Excerpts of location labeling data:
** begin **
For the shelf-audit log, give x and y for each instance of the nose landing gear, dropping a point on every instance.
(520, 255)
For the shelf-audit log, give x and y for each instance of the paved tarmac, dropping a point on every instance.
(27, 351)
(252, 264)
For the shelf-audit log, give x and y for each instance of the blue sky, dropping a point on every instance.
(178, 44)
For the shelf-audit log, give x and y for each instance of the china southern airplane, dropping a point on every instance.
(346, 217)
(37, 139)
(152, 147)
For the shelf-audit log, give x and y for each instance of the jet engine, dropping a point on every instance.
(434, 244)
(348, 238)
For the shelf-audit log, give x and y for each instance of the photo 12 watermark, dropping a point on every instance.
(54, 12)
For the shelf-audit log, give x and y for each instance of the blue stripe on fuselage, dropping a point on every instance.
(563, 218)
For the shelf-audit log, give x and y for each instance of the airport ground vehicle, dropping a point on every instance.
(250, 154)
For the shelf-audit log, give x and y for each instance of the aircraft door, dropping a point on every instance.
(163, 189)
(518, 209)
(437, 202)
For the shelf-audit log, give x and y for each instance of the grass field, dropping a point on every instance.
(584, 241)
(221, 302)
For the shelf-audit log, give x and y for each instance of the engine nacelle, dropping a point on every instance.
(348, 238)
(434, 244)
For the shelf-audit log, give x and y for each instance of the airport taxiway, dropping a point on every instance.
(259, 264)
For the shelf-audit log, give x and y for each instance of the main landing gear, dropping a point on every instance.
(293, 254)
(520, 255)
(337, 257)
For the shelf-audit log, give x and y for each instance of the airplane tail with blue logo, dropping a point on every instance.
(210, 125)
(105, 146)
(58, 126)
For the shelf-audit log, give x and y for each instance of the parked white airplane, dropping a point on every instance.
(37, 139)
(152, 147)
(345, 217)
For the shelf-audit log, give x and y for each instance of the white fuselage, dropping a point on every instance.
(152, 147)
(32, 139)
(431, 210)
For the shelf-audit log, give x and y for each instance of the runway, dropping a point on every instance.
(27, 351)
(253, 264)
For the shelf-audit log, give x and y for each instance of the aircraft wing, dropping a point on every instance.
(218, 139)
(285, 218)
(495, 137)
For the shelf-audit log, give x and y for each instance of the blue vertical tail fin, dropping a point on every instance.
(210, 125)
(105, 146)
** end **
- **What the task requires**
Rewrite all of the records above, swapping "shelf-audit log" for "ramp inspection log" and leaving everything else as it is.

- **Exercise response**
For the ramp inspection log, give x and y for each instance of the nose landing gear, dropping a point on every instance.
(520, 255)
For the ramp inspection log, give x and y for each instance of the paved tarmac, dropping a point on every instance.
(27, 351)
(252, 264)
For the ramp inspection log, give x and y for each instance of the blue sky, dropping a point on every instance.
(178, 44)
For the ramp inspection log, give x and y for each instance of the china southern airplane, dropping a point on every instance.
(346, 217)
(37, 139)
(152, 147)
For the ramp inspection log, give x and y for each instance of the jet engine, dropping a point on every instance.
(434, 244)
(348, 238)
For the ramp inspection log, give x and y for each instance of the photo 12 watermark, dropping a point on every instance.
(54, 12)
For the ramp inspection log, give x and y for each instance of the blue stripe on fuselage, dropping a point on every instance.
(563, 218)
For the ramp inspection log, give x and y for each instance of the airport ground vehicle, dropping a point on every instance.
(250, 154)
For the ramp inspection log, give x and y for each instance of the aircraft door, dropping a point on every instance.
(163, 189)
(518, 209)
(437, 202)
For the ramp inspection log, give x and y for each instance of the grass field, dropping a point on every instance.
(584, 241)
(221, 302)
For the ramp inspection log, give x and y for each instance of the engine nacelle, dropping a point on every instance.
(348, 238)
(434, 244)
For the ramp inspection log, give x and y for each instance of the airport taxiway, dropping a point on every instance.
(259, 264)
For the ramp inspection log, give x and y for each instance of the main landing gear, dropping a point on every instance.
(293, 254)
(520, 255)
(337, 257)
For the ramp inspection log, give x and y for each instance of the airplane tail with blue logo, dropping a point on every instance.
(210, 125)
(105, 146)
(58, 126)
For the ramp inspection log, give x and y for each instance of the parked white airplane, dropping a point on every instance.
(37, 139)
(152, 147)
(345, 217)
For the ramp inspection log, give x and y for each instance of the white fuselage, dropping a point on every instance.
(152, 147)
(32, 139)
(431, 210)
For the ramp inspection log, give x and y for each instance of the runway, dropping a point on every instance.
(27, 351)
(253, 264)
For the ramp inspection log, give x and y for each instance of the aircraft wing, dropping a point on every instance.
(218, 139)
(285, 218)
(495, 137)
For the ramp inspection log, give x and y for each instance of the blue vertical tail fin, dropping a point on every instance.
(210, 125)
(105, 146)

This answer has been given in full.